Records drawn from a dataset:
:::

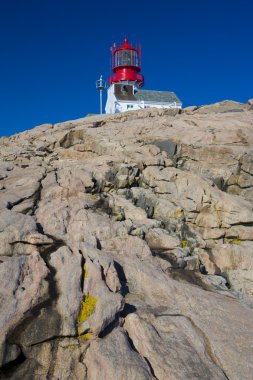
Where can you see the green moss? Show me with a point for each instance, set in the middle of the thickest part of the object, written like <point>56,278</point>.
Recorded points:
<point>85,272</point>
<point>184,243</point>
<point>87,308</point>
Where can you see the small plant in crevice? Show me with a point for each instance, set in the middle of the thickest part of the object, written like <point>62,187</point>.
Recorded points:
<point>233,241</point>
<point>87,308</point>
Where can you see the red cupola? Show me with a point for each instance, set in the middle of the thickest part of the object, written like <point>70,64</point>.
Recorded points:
<point>126,64</point>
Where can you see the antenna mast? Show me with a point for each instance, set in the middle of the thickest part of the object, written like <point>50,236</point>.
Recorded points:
<point>101,85</point>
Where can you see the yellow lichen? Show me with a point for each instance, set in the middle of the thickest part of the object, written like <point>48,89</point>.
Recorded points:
<point>179,213</point>
<point>85,336</point>
<point>184,243</point>
<point>233,241</point>
<point>87,308</point>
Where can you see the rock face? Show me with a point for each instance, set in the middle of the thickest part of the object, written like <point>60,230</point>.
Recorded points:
<point>126,246</point>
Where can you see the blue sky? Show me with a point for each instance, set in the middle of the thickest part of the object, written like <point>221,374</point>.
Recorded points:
<point>52,52</point>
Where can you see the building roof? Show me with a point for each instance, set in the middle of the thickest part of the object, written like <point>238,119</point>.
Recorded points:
<point>157,96</point>
<point>125,92</point>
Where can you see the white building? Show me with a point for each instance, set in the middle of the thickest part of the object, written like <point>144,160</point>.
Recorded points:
<point>125,96</point>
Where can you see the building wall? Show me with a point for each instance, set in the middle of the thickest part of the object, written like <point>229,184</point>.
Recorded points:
<point>115,106</point>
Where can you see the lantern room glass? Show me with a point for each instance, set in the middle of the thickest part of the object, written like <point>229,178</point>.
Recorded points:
<point>126,57</point>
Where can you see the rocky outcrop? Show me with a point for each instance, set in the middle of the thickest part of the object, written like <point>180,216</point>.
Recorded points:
<point>127,246</point>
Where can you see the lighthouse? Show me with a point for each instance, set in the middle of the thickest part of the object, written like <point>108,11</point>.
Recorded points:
<point>125,92</point>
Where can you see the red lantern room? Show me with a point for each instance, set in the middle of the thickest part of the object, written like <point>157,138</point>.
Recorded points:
<point>126,64</point>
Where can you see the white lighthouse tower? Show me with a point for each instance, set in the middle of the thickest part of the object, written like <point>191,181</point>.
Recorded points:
<point>124,92</point>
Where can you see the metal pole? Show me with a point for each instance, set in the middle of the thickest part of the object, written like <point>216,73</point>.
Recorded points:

:::

Task requirements: In the records above, find the line containing "Where can you see the small" and output every line from the first through that one, exactly, omitting pictures.

Response to the task:
Where can you see the green moss? Show me with a point for each instance, set in the middle of the thickest part of the object, written like <point>56,278</point>.
Recorded points:
<point>85,272</point>
<point>184,243</point>
<point>87,308</point>
Where can you see the small plant in crevice? Show me with a point for each instance, set in the middle of the thickest part of the object, written like <point>62,187</point>.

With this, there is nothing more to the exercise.